Given instruction - Please report every line of the data below that contains the word "chair", copying each such line in full.

Information supplied -
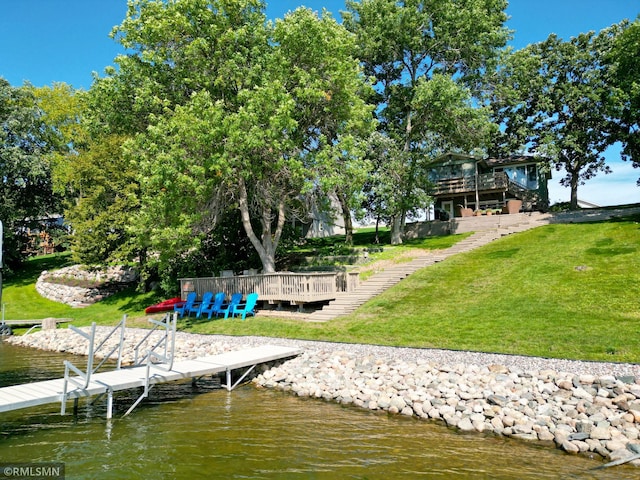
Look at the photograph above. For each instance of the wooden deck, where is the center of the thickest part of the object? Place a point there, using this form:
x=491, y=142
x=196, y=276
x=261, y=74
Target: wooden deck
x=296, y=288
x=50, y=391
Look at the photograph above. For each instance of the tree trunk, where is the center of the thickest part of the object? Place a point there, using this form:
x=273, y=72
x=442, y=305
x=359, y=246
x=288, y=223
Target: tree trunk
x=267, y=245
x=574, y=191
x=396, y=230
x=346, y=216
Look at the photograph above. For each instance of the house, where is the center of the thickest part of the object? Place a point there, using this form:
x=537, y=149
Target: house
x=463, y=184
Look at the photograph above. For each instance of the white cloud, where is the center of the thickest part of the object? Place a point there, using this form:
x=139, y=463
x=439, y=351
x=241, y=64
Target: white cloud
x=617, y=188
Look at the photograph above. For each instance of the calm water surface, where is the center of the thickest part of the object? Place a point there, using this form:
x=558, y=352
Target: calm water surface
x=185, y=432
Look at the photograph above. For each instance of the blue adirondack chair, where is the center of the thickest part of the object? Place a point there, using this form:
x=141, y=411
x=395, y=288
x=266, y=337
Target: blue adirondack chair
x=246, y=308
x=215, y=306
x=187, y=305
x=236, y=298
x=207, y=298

* * *

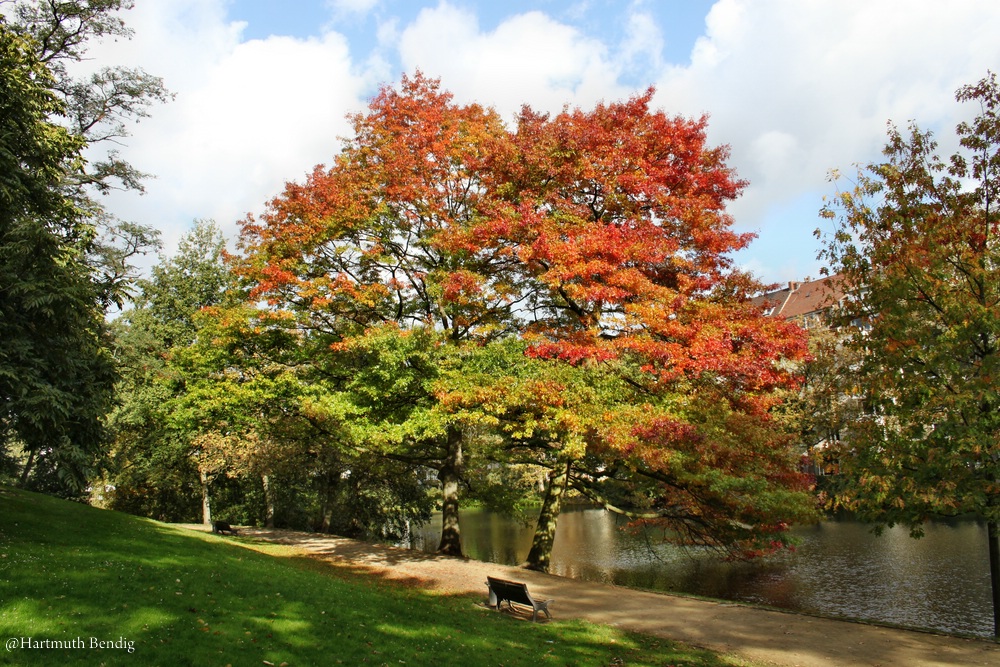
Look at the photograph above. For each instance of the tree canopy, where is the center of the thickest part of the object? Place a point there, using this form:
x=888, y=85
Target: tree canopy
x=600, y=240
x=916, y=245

Solved problem -
Look at the photograph above. For each instance of the blue adirondack chair, where is the center of the thickest part of the object? Place a point there, using this form:
Target: blue adirondack chair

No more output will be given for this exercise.